[Extracted records]
--- --- ---
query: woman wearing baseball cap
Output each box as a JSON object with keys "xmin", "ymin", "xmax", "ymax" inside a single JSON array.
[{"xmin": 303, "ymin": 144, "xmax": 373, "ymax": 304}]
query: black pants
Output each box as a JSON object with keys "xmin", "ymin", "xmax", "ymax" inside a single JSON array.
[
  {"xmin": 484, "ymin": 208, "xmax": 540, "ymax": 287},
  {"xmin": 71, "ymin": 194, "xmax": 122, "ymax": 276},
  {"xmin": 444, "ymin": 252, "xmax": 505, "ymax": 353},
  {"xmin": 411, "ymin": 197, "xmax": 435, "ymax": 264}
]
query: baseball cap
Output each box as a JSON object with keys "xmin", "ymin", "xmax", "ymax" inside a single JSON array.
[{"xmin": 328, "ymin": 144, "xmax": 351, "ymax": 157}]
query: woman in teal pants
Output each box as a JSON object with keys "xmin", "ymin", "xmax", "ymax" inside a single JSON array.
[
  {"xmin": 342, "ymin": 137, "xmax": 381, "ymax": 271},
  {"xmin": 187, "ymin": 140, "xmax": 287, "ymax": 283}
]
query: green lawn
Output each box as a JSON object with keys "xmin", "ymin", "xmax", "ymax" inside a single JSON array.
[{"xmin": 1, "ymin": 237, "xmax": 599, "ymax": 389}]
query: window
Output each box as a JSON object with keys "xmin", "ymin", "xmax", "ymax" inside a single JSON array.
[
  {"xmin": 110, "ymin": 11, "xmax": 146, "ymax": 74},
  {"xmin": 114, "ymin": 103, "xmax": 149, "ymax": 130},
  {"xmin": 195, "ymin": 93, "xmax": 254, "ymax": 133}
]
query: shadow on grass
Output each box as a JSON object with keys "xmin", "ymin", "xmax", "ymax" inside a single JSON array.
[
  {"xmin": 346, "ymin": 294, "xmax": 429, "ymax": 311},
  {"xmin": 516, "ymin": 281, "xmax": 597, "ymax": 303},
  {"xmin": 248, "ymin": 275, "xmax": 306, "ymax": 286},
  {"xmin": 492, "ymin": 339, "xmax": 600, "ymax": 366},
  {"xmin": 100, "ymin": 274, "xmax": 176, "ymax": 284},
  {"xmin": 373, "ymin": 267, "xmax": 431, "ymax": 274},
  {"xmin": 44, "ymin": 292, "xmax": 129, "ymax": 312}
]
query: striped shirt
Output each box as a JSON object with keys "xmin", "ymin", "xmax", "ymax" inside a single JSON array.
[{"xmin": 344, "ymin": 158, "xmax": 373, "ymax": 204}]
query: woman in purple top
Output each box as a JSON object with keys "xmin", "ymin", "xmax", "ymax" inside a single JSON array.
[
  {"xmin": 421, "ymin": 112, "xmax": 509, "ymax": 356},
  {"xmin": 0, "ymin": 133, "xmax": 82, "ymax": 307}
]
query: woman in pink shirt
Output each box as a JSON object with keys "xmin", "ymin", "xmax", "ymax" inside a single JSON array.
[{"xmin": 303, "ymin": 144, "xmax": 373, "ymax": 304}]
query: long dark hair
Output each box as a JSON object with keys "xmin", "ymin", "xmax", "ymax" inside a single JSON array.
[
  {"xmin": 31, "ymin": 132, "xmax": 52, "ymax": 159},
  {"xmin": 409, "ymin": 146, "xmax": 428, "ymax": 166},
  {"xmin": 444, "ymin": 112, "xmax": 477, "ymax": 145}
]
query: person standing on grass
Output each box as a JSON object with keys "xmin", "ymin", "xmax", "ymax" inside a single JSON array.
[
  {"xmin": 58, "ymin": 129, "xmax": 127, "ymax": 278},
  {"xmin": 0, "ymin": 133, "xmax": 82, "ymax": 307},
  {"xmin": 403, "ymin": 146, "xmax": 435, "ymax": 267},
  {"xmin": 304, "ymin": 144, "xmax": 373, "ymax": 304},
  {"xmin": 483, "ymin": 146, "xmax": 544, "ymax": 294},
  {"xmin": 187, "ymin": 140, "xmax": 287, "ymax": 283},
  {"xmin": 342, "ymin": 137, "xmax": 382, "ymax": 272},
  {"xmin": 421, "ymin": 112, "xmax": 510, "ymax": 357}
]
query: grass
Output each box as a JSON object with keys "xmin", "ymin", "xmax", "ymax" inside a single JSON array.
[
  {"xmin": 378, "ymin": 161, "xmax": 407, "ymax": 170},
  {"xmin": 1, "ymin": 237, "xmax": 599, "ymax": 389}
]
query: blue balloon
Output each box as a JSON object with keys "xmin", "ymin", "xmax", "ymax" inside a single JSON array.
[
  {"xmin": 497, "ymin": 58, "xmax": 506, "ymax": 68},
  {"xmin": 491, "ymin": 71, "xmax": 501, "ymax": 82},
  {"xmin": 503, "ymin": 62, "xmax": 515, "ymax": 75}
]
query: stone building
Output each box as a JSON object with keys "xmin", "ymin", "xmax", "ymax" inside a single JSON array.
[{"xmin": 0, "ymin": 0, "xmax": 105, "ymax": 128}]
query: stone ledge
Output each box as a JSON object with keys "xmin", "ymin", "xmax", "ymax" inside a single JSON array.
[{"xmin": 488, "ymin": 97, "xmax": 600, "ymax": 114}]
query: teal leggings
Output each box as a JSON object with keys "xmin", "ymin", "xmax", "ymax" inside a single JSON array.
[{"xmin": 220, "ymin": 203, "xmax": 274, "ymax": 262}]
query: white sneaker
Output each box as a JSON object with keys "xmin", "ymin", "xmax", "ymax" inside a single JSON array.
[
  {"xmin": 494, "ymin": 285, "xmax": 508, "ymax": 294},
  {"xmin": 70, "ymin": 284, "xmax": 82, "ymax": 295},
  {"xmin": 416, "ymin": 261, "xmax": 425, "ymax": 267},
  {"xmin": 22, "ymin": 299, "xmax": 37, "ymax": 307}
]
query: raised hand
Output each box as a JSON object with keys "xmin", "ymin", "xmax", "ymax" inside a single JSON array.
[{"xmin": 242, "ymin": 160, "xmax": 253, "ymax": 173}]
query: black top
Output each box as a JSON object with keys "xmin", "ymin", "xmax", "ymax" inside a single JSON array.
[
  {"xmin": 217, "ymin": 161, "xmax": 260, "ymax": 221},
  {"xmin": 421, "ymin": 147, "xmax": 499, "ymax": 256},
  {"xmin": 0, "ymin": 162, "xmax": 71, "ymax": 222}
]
--- --- ---
### Problem to solve
Could you give the records above again, exactly and in full?

### Response area
query: woman wearing baseball cap
Output each box as a JSON object with keys "xmin", "ymin", "xmax", "ymax" inside a single JSON array.
[{"xmin": 303, "ymin": 144, "xmax": 373, "ymax": 304}]
query: black pants
Output each box as a JSON object with keys "xmin", "ymin", "xmax", "ymax" inside a single JSON array.
[
  {"xmin": 484, "ymin": 208, "xmax": 540, "ymax": 287},
  {"xmin": 71, "ymin": 194, "xmax": 122, "ymax": 276},
  {"xmin": 444, "ymin": 252, "xmax": 505, "ymax": 353},
  {"xmin": 411, "ymin": 197, "xmax": 435, "ymax": 264}
]
query: baseball cap
Output each box as a JSON object with keys "xmin", "ymin", "xmax", "ymax" inside a single JSON array.
[{"xmin": 328, "ymin": 144, "xmax": 351, "ymax": 157}]
query: woman in teal pants
Output each box as a JSON object with keys "xmin", "ymin", "xmax", "ymax" inside a single JSON array.
[
  {"xmin": 342, "ymin": 137, "xmax": 381, "ymax": 271},
  {"xmin": 187, "ymin": 140, "xmax": 287, "ymax": 283}
]
query: green lawn
Output each box as a JSON object with keys "xmin", "ymin", "xmax", "ymax" inside a single JSON array.
[{"xmin": 1, "ymin": 237, "xmax": 599, "ymax": 389}]
query: window
Output each box as a JSON object with keys "xmin", "ymin", "xmax", "ymax" inside a single JSON array.
[
  {"xmin": 110, "ymin": 11, "xmax": 146, "ymax": 74},
  {"xmin": 114, "ymin": 103, "xmax": 149, "ymax": 130},
  {"xmin": 195, "ymin": 93, "xmax": 254, "ymax": 133}
]
query: shadow on grass
Output each box as a JSON object with keys "xmin", "ymin", "xmax", "ymax" inside a single JSON array.
[
  {"xmin": 346, "ymin": 294, "xmax": 429, "ymax": 311},
  {"xmin": 516, "ymin": 281, "xmax": 597, "ymax": 303},
  {"xmin": 248, "ymin": 275, "xmax": 306, "ymax": 286},
  {"xmin": 492, "ymin": 339, "xmax": 600, "ymax": 366},
  {"xmin": 100, "ymin": 274, "xmax": 176, "ymax": 284},
  {"xmin": 373, "ymin": 267, "xmax": 431, "ymax": 274},
  {"xmin": 44, "ymin": 292, "xmax": 129, "ymax": 312}
]
query: striped shirt
Output each box as a JSON object with keys "xmin", "ymin", "xmax", "ymax" inside a single JSON array.
[{"xmin": 344, "ymin": 158, "xmax": 373, "ymax": 204}]
query: woman in purple top
Output each box as a JSON object with keys "xmin", "ymin", "xmax", "ymax" inside a single JSON array.
[
  {"xmin": 421, "ymin": 112, "xmax": 509, "ymax": 356},
  {"xmin": 0, "ymin": 133, "xmax": 82, "ymax": 307}
]
query: woman in pink shirt
Output each box as a JSON object with keys "xmin", "ymin", "xmax", "ymax" inside a single JSON array.
[{"xmin": 303, "ymin": 144, "xmax": 373, "ymax": 304}]
query: long dark hair
Output each box as a JSON object with keys "xmin", "ymin", "xmax", "ymax" inside a single JSON array.
[
  {"xmin": 31, "ymin": 132, "xmax": 52, "ymax": 159},
  {"xmin": 409, "ymin": 146, "xmax": 428, "ymax": 166},
  {"xmin": 444, "ymin": 112, "xmax": 477, "ymax": 145}
]
query: person standing on grass
Output each box as a JSON object with keys "xmin", "ymin", "xmax", "ymax" inside a single JSON array.
[
  {"xmin": 58, "ymin": 129, "xmax": 127, "ymax": 278},
  {"xmin": 0, "ymin": 133, "xmax": 82, "ymax": 307},
  {"xmin": 403, "ymin": 146, "xmax": 435, "ymax": 267},
  {"xmin": 304, "ymin": 144, "xmax": 373, "ymax": 304},
  {"xmin": 483, "ymin": 146, "xmax": 544, "ymax": 294},
  {"xmin": 187, "ymin": 140, "xmax": 287, "ymax": 283},
  {"xmin": 342, "ymin": 137, "xmax": 382, "ymax": 272},
  {"xmin": 421, "ymin": 112, "xmax": 510, "ymax": 357}
]
query: grass
Output each box as a JSON object with keys "xmin", "ymin", "xmax", "ymax" inside a single JSON array.
[
  {"xmin": 378, "ymin": 161, "xmax": 407, "ymax": 170},
  {"xmin": 1, "ymin": 237, "xmax": 599, "ymax": 389}
]
query: blue balloon
Output each box as a JSON object with keys "xmin", "ymin", "xmax", "ymax" inside a single JSON array.
[
  {"xmin": 497, "ymin": 58, "xmax": 506, "ymax": 68},
  {"xmin": 491, "ymin": 71, "xmax": 501, "ymax": 82},
  {"xmin": 503, "ymin": 62, "xmax": 515, "ymax": 75}
]
query: stone building
Output each box as a JSON object with keys "xmin", "ymin", "xmax", "ymax" inside a single JSON array.
[{"xmin": 0, "ymin": 0, "xmax": 105, "ymax": 128}]
query: stone ledge
Output each box as a JSON object with keys "xmin", "ymin", "xmax", "ymax" inside a single JSON array.
[{"xmin": 488, "ymin": 97, "xmax": 600, "ymax": 114}]
query: teal leggings
Output each box as a JSON object with keys "xmin", "ymin", "xmax", "ymax" inside a single JSON array.
[{"xmin": 220, "ymin": 203, "xmax": 274, "ymax": 262}]
query: white sneaker
Output each box as a JSON object with keys "xmin", "ymin", "xmax", "ymax" inside a single JSON array.
[
  {"xmin": 494, "ymin": 285, "xmax": 508, "ymax": 294},
  {"xmin": 70, "ymin": 284, "xmax": 82, "ymax": 295},
  {"xmin": 416, "ymin": 261, "xmax": 425, "ymax": 267},
  {"xmin": 22, "ymin": 299, "xmax": 37, "ymax": 307}
]
query: raised hand
Output each box as a JSON object with keys "xmin", "ymin", "xmax", "ymax" inside a single JSON array.
[{"xmin": 242, "ymin": 160, "xmax": 253, "ymax": 173}]
query: black top
Output each box as a JSON object with keys "xmin", "ymin", "xmax", "ymax" inside a single JSON array.
[
  {"xmin": 217, "ymin": 161, "xmax": 260, "ymax": 221},
  {"xmin": 421, "ymin": 147, "xmax": 499, "ymax": 256},
  {"xmin": 0, "ymin": 162, "xmax": 71, "ymax": 222}
]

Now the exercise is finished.